### The data
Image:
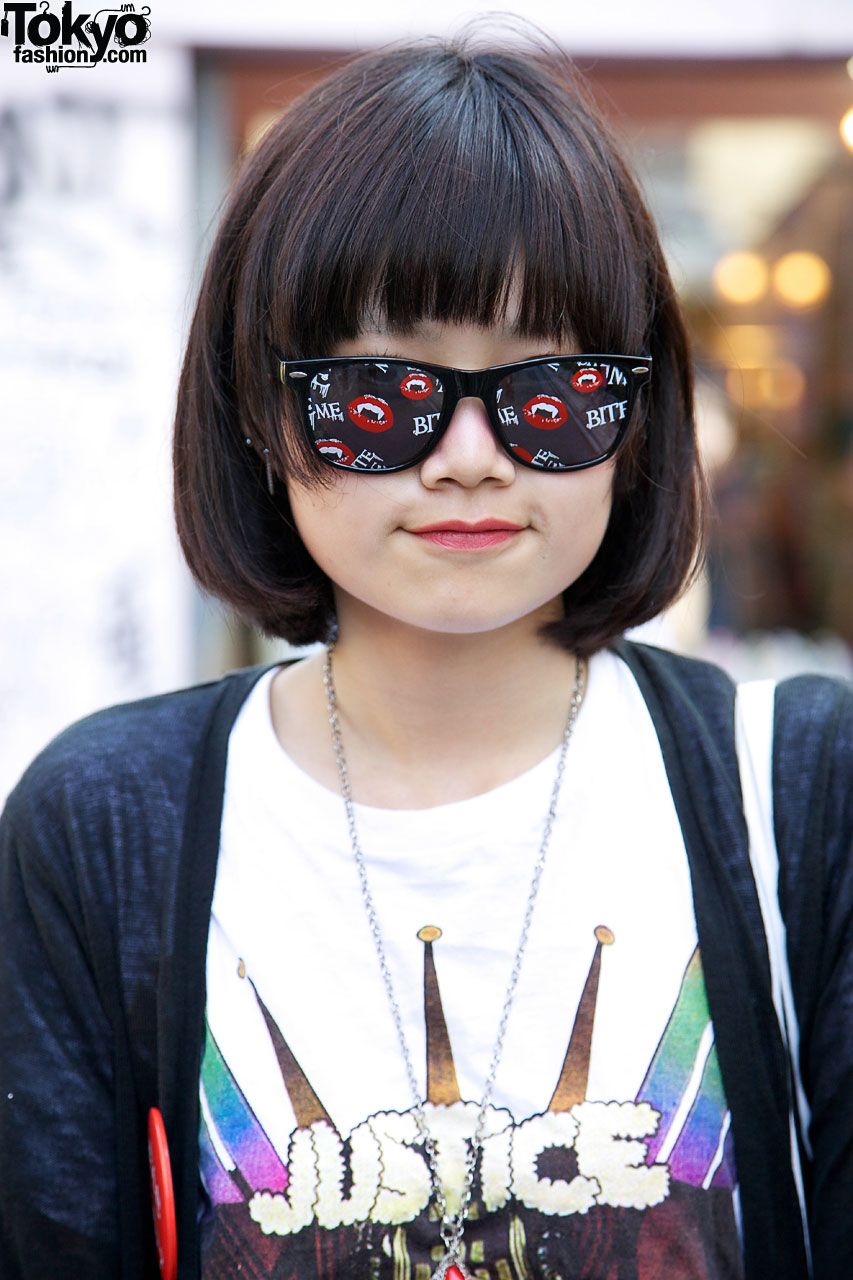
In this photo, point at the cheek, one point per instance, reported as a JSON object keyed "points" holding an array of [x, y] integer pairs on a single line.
{"points": [[584, 503]]}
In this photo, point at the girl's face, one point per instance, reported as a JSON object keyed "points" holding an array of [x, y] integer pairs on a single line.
{"points": [[401, 547]]}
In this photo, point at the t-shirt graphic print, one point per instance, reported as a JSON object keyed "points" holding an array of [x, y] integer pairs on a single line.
{"points": [[606, 1153]]}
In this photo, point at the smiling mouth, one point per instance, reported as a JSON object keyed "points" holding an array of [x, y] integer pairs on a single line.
{"points": [[459, 535]]}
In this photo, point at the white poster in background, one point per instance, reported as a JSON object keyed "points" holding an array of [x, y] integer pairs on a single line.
{"points": [[95, 263]]}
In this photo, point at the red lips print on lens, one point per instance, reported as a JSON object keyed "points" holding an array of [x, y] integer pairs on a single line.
{"points": [[416, 385], [588, 379], [370, 414], [336, 451], [546, 412]]}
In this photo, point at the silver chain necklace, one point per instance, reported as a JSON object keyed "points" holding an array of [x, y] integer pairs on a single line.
{"points": [[451, 1225]]}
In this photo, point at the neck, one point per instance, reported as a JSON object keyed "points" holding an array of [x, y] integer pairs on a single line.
{"points": [[428, 718]]}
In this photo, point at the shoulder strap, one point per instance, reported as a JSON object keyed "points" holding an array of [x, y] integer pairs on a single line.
{"points": [[693, 709], [753, 740]]}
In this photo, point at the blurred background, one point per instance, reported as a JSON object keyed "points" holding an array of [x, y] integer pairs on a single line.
{"points": [[739, 120]]}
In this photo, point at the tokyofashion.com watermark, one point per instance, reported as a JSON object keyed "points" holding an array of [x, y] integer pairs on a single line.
{"points": [[68, 39]]}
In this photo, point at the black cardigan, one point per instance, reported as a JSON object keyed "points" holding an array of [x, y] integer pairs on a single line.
{"points": [[108, 859]]}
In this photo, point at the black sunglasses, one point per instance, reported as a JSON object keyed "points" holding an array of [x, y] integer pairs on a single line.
{"points": [[552, 412]]}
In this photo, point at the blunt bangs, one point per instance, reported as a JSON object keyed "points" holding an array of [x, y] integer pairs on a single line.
{"points": [[429, 182], [450, 191]]}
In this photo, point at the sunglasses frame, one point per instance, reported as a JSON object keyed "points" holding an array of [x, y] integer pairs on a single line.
{"points": [[460, 383]]}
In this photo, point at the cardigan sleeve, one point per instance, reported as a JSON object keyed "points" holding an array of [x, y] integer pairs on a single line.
{"points": [[813, 803], [58, 1139], [104, 931]]}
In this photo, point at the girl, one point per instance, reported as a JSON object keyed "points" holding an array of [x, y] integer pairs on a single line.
{"points": [[439, 951]]}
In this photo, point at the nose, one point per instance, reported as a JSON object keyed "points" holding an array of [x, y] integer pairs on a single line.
{"points": [[468, 452]]}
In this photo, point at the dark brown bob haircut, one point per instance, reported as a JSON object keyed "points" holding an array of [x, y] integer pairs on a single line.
{"points": [[446, 182]]}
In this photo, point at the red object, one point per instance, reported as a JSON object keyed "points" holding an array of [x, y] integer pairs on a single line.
{"points": [[163, 1197], [460, 526]]}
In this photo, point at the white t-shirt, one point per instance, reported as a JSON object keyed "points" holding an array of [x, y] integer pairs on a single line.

### Problem details
Please give every line of the records above as a Markdown table with the columns Row and Line, numbering the rows and leaving out blank lines. Leave the pictures out of the table.

### Exercise solution
| Row | Line |
|---|---|
| 1 | Image: |
| 2 | In this photo, point at the cheek, one point per instance, reported as a JSON object keyed "points" holding an array of [x, y] integer pairs on a single line. |
| 3 | {"points": [[584, 503]]} |
| 4 | In this photo, point at the girl's face, one point per instance, reported as a JSON object keyed "points" holding an array of [x, y] integer pairs on a single line. |
| 5 | {"points": [[401, 547]]} |
| 6 | In this photo, point at the t-shirt graphic print, one point per instance, reported as a JSON object keyed "points" holding an array of [x, y] integer pairs on a single line. |
| 7 | {"points": [[606, 1153]]} |
| 8 | In this photo, point at the smiling mouth, one point per instance, reported as a JSON object keyed "points" holding an array of [x, y] integer pairs on a single line. |
| 9 | {"points": [[459, 535]]} |
| 10 | In this photo, point at the white poster in background, one point per instance, reported as a JSON object keyed "points" holding an array of [x, y] integer pairs on a single line. |
| 11 | {"points": [[95, 263]]} |
| 12 | In this photo, point at the red lips print on lens, one point per instance, reported as a JSON object keyed "points" holding an array of [x, y] integer pairs on a single line. |
| 13 | {"points": [[416, 385], [588, 379], [370, 414], [336, 451], [546, 412]]} |
| 14 | In this photo, point at the silver chain necklace, one point per instance, reported as a JSON object keyed "points" holding an array of [x, y] integer pairs on a single line. |
| 15 | {"points": [[451, 1225]]} |
| 16 | In this photo, point at the neck, one point per instance, reported as a JSON object keyed "points" holding an array of [x, y] integer pairs on a single line. |
| 17 | {"points": [[428, 718]]} |
| 18 | In this photo, point at the shoulder strap, one point per instance, reported as a JSON object keyed "points" holding an array of [x, y] integer pairs on a single line. |
| 19 | {"points": [[693, 709], [753, 740]]} |
| 20 | In this photo, point at the blurred background, one point per instance, reported as a JSON object keyed "points" holding an array of [x, y] integer pairs on a single line. |
| 21 | {"points": [[739, 120]]} |
| 22 | In this photo, point at the tokyofashion.com watermark, one point per instance, reported as a JSON object keyed "points" holding an array of [x, y] integer pairs on a single line. |
| 23 | {"points": [[68, 39]]} |
| 24 | In this photo, point at the black cardigan, one point per instance, reported as a JSON object keyed "points" holding an array of [x, y] integer pairs on a single line. |
| 25 | {"points": [[108, 859]]} |
| 26 | In this photo, point at the black sunglasses, one point per instance, reported as a JSON object keyed "points" holding an array of [x, y] integer pairs on a single line. |
| 27 | {"points": [[552, 412]]} |
| 28 | In this photo, point at the blunt bangs, one point per instance, reported as a JSON object keyed "points" holding an array of [x, y] integer pairs on a single line. |
| 29 | {"points": [[429, 182], [450, 191]]} |
| 30 | In this photo, point at the sunglasses frame, one point per instance, reported as a JSON object keyed "points" holding an array of [x, y] integer pairs on a single line. |
| 31 | {"points": [[460, 383]]} |
| 32 | In this photo, point at the cardigan sleeve, one point per instance, reported as a JSON object keyed "points" holding an array of [x, y] integer pairs on a single line. |
| 33 | {"points": [[813, 803], [58, 1139], [104, 931]]} |
| 34 | In this photo, point at the girl, one point per instance, reported as a JSON object keyed "points" holding an array of [x, y] integer pairs on a single line. |
| 35 | {"points": [[439, 951]]} |
| 36 | In this photo, point at the nose, one point per instance, reported as a JSON object keyed "points" holding an array of [x, y] integer pairs on a single line. |
| 37 | {"points": [[468, 452]]} |
| 38 | In this photo, point at the dark brown bob haircut, one point per instance, reported as a JSON object keyed "points" holding an array of [x, y] integer pairs on a single line. |
| 39 | {"points": [[446, 182]]} |
| 40 | In this photo, point at the red object, one point per instance, reported as a JSON object keyed "points" holding an array of [x, y] integer pairs on a single line. |
| 41 | {"points": [[163, 1197], [460, 526]]} |
| 42 | In this photo, point at the white t-shirt, one point per instance, reported as a JSON object keyed "points" holding an array of [x, y] integer pairs on a single line. |